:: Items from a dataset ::
——
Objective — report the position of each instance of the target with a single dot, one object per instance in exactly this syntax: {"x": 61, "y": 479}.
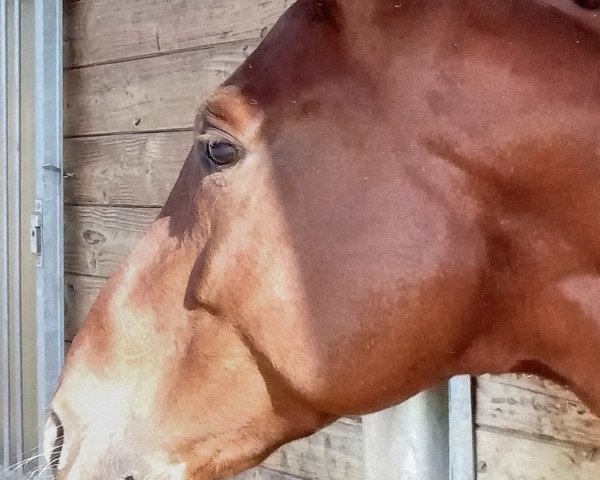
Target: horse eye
{"x": 221, "y": 152}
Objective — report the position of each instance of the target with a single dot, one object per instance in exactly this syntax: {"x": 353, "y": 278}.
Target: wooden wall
{"x": 136, "y": 70}
{"x": 531, "y": 429}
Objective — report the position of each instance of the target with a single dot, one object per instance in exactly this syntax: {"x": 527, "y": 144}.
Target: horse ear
{"x": 589, "y": 4}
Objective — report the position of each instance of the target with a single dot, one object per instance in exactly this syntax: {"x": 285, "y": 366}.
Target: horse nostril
{"x": 53, "y": 440}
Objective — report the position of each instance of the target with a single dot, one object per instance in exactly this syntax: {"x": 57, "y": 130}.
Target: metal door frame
{"x": 31, "y": 218}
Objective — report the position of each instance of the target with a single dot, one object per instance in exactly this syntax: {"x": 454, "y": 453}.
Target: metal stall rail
{"x": 31, "y": 239}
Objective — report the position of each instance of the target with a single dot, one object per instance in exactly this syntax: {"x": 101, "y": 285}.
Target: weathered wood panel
{"x": 334, "y": 453}
{"x": 508, "y": 457}
{"x": 160, "y": 93}
{"x": 98, "y": 239}
{"x": 536, "y": 414}
{"x": 106, "y": 31}
{"x": 80, "y": 294}
{"x": 132, "y": 170}
{"x": 533, "y": 383}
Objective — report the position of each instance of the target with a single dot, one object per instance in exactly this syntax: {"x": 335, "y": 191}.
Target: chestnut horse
{"x": 384, "y": 195}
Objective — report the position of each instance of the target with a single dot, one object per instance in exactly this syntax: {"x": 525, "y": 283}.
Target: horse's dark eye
{"x": 221, "y": 152}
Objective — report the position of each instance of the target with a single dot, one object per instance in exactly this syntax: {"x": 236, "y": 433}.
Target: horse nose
{"x": 53, "y": 440}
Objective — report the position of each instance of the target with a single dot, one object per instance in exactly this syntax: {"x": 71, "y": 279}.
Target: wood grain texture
{"x": 132, "y": 170}
{"x": 97, "y": 32}
{"x": 535, "y": 414}
{"x": 334, "y": 453}
{"x": 80, "y": 294}
{"x": 160, "y": 93}
{"x": 98, "y": 239}
{"x": 507, "y": 457}
{"x": 533, "y": 383}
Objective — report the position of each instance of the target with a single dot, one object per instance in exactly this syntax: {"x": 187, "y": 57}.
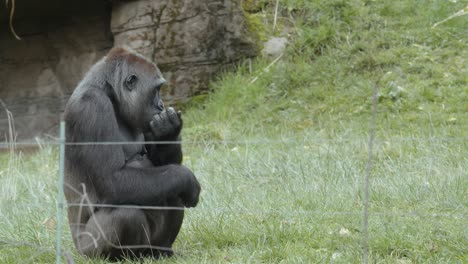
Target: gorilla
{"x": 109, "y": 187}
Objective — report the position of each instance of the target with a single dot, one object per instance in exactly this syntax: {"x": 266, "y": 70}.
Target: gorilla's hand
{"x": 191, "y": 195}
{"x": 166, "y": 125}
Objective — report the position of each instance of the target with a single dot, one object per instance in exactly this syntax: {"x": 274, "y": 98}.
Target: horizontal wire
{"x": 230, "y": 142}
{"x": 261, "y": 210}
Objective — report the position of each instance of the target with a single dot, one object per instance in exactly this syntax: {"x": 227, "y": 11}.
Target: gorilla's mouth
{"x": 158, "y": 105}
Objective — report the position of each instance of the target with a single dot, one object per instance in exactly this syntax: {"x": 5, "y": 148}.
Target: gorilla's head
{"x": 136, "y": 83}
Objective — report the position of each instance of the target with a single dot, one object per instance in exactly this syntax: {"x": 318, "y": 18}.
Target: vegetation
{"x": 281, "y": 148}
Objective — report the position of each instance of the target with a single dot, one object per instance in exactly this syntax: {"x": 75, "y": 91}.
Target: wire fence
{"x": 63, "y": 254}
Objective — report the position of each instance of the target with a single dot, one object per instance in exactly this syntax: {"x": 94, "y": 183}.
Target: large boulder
{"x": 191, "y": 41}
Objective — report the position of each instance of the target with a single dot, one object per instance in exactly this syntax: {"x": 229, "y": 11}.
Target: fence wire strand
{"x": 372, "y": 141}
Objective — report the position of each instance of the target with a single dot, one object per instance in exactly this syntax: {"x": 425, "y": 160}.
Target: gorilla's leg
{"x": 115, "y": 233}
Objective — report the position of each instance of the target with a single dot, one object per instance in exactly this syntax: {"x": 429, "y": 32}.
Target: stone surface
{"x": 190, "y": 40}
{"x": 275, "y": 46}
{"x": 39, "y": 72}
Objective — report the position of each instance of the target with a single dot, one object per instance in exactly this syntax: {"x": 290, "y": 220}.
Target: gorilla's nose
{"x": 160, "y": 105}
{"x": 161, "y": 82}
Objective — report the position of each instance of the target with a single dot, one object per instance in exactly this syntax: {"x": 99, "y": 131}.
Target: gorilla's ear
{"x": 130, "y": 82}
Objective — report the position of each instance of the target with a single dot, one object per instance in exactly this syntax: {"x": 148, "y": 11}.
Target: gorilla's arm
{"x": 166, "y": 126}
{"x": 91, "y": 118}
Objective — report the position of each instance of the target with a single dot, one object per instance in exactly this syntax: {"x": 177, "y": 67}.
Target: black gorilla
{"x": 118, "y": 101}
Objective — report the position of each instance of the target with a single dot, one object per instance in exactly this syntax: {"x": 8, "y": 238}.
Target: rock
{"x": 275, "y": 46}
{"x": 190, "y": 40}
——
:: GOAL OF THE EXERCISE ::
List every line of the data above that contains the word "wire".

:: EXERCISE RESULT ::
Target: horizontal wire
Target: wire fence
Target: fence wire strand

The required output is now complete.